→ **What to work on**
In the listing, take the stretch from the line containing "segment --target=yellow warning decal" through the line containing "[(196, 129), (196, 131), (207, 131), (206, 128), (199, 128)]" and switch "warning decal" to "caution sticker". Return only those lines with nothing else altered.

Labeled shape records:
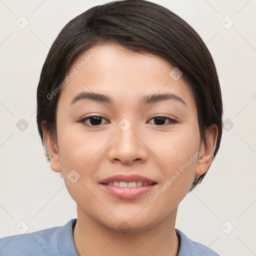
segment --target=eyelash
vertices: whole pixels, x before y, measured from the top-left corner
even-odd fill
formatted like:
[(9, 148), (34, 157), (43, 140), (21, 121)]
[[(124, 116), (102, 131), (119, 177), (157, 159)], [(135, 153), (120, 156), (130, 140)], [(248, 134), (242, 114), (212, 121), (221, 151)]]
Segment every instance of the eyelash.
[[(94, 117), (101, 118), (103, 119), (105, 119), (106, 120), (105, 118), (104, 118), (103, 116), (87, 116), (87, 117), (82, 119), (82, 120), (79, 121), (79, 122), (81, 122), (82, 124), (83, 124), (84, 126), (91, 126), (91, 127), (98, 127), (98, 126), (100, 126), (101, 124), (99, 124), (99, 125), (97, 125), (97, 126), (92, 126), (92, 125), (88, 124), (85, 122), (87, 120), (90, 120), (90, 118), (94, 118)], [(166, 126), (168, 124), (169, 124), (169, 125), (175, 124), (178, 122), (176, 120), (174, 120), (174, 119), (168, 118), (165, 116), (153, 116), (150, 120), (152, 120), (152, 119), (154, 119), (156, 118), (166, 118), (166, 119), (170, 121), (169, 124), (160, 124), (160, 125), (156, 124), (156, 126)]]

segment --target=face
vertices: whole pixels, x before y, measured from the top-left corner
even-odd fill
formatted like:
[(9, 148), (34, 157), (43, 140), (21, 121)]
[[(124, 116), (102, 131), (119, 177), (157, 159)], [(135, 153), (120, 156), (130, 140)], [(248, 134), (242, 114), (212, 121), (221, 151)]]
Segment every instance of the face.
[(174, 214), (202, 174), (195, 102), (174, 68), (110, 42), (74, 62), (58, 102), (58, 153), (50, 154), (80, 214), (144, 230)]

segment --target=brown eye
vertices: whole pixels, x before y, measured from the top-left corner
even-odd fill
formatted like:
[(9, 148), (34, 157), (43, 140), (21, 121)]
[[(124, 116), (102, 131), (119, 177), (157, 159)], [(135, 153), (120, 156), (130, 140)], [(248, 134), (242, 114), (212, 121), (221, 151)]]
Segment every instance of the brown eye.
[[(164, 126), (165, 124), (176, 124), (176, 121), (174, 120), (169, 118), (166, 118), (166, 116), (156, 116), (150, 119), (150, 120), (154, 120), (154, 124), (156, 124), (156, 126)], [(166, 123), (166, 121), (168, 120), (169, 122)]]
[(102, 120), (106, 119), (98, 116), (88, 116), (80, 121), (84, 125), (88, 126), (98, 126), (102, 124)]

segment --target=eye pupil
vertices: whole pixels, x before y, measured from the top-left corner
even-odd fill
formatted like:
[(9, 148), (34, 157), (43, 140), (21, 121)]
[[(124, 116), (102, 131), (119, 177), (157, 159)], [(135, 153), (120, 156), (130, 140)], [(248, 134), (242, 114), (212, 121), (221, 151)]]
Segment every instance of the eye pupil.
[(161, 117), (157, 117), (154, 118), (154, 122), (156, 124), (158, 125), (162, 125), (164, 124), (166, 122), (166, 118), (161, 118)]
[(100, 116), (93, 116), (92, 118), (90, 118), (90, 122), (94, 126), (98, 126), (102, 122), (102, 118)]

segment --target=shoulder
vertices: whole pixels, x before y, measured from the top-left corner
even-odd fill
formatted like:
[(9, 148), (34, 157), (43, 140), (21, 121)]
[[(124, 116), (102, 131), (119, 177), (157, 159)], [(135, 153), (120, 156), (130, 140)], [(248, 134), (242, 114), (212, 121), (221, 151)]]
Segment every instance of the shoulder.
[(72, 228), (76, 220), (71, 220), (63, 226), (0, 238), (0, 255), (59, 256), (64, 249), (60, 248), (64, 242), (65, 250), (74, 251)]
[(180, 230), (175, 230), (180, 244), (178, 256), (220, 256), (208, 247), (191, 240)]

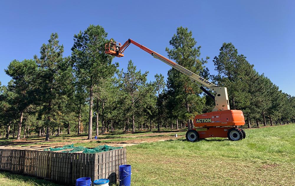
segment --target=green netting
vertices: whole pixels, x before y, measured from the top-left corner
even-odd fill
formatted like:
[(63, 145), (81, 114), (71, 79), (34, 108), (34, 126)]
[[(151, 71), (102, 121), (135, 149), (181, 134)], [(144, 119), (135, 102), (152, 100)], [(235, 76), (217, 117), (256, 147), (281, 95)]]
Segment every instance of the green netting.
[(62, 151), (62, 152), (69, 152), (73, 153), (77, 152), (80, 152), (83, 151), (83, 153), (86, 154), (93, 154), (95, 153), (98, 153), (102, 152), (106, 152), (109, 151), (112, 151), (112, 150), (115, 150), (116, 149), (119, 148), (122, 148), (122, 147), (112, 147), (106, 145), (101, 145), (98, 146), (94, 148), (86, 148), (82, 146), (78, 146), (78, 147), (74, 147), (74, 144), (68, 145), (65, 145), (62, 147), (58, 147), (57, 148), (50, 148), (49, 149), (47, 149), (44, 150), (45, 151), (62, 151), (63, 150), (65, 150), (67, 149), (73, 149), (72, 150), (69, 150), (68, 151)]
[(67, 145), (63, 146), (62, 147), (58, 147), (57, 148), (51, 148), (50, 147), (48, 149), (44, 149), (44, 151), (61, 151), (62, 150), (65, 150), (69, 148), (72, 148), (75, 147), (74, 146), (74, 144)]
[(84, 151), (83, 151), (83, 153), (86, 154), (98, 153), (102, 152), (115, 150), (119, 148), (122, 148), (122, 147), (115, 147), (105, 145), (104, 145), (98, 146), (94, 148), (90, 149), (86, 148)]
[(86, 148), (84, 147), (82, 147), (82, 146), (78, 146), (78, 147), (74, 147), (74, 149), (72, 150), (71, 150), (70, 151), (62, 151), (61, 152), (80, 152), (80, 151), (83, 151), (85, 150)]

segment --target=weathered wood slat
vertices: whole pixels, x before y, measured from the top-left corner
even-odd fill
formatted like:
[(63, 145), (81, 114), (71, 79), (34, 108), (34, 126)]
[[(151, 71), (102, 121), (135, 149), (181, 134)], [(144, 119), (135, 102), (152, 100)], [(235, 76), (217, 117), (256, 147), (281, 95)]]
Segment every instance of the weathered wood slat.
[[(66, 185), (90, 177), (116, 183), (119, 166), (127, 163), (126, 149), (95, 154), (44, 151), (49, 147), (0, 146), (0, 170), (49, 179)], [(1, 184), (0, 184), (1, 185)]]

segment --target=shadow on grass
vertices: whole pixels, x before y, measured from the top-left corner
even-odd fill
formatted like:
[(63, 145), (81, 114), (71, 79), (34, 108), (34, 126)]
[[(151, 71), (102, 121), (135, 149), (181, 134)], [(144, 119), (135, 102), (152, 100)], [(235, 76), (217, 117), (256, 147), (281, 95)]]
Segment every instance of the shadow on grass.
[[(5, 185), (5, 183), (9, 183), (9, 184), (14, 183), (15, 182), (15, 185), (18, 184), (23, 184), (24, 183), (28, 184), (29, 185), (50, 185), (52, 186), (59, 186), (61, 185), (58, 185), (52, 182), (51, 182), (45, 180), (43, 179), (37, 178), (36, 177), (31, 177), (29, 176), (25, 175), (20, 174), (4, 171), (0, 171), (0, 176), (1, 177), (1, 179), (3, 179), (4, 180), (2, 180), (0, 185)], [(4, 178), (4, 179), (3, 179)], [(7, 179), (7, 181), (5, 179)], [(17, 182), (19, 182), (18, 183)], [(19, 183), (19, 182), (20, 182)], [(2, 185), (1, 184), (3, 184)]]

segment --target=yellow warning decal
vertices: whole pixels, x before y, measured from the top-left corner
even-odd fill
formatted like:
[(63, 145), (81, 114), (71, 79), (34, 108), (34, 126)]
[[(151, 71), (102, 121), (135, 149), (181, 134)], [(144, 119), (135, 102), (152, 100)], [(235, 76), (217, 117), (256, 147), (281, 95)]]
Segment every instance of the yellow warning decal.
[(196, 129), (196, 131), (207, 131), (206, 128), (199, 128)]

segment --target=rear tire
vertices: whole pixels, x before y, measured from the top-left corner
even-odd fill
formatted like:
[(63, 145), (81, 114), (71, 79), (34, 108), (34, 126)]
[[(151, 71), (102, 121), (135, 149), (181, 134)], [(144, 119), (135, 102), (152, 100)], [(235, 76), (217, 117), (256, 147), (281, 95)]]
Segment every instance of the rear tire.
[(242, 131), (242, 133), (243, 133), (243, 138), (245, 139), (246, 138), (246, 133), (243, 129), (241, 129), (241, 131)]
[(188, 141), (195, 142), (199, 139), (199, 134), (194, 130), (190, 130), (186, 132), (185, 137)]
[(240, 130), (232, 128), (227, 132), (227, 138), (231, 141), (237, 141), (243, 139), (243, 133)]

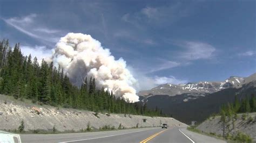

→ **Solution**
segment --target=yellow caution sticker
vertices: whole pixels, x before y, measured from the top-left corner
even-odd fill
formatted like:
[(63, 145), (81, 114), (71, 79), (34, 108), (34, 126)]
[[(151, 71), (102, 121), (135, 149), (181, 134)], [(144, 119), (135, 102), (152, 100)], [(235, 76), (217, 117), (256, 147), (281, 95)]]
Segment every instance of the yellow caution sticker.
[(196, 129), (196, 131), (207, 131), (206, 128), (199, 128)]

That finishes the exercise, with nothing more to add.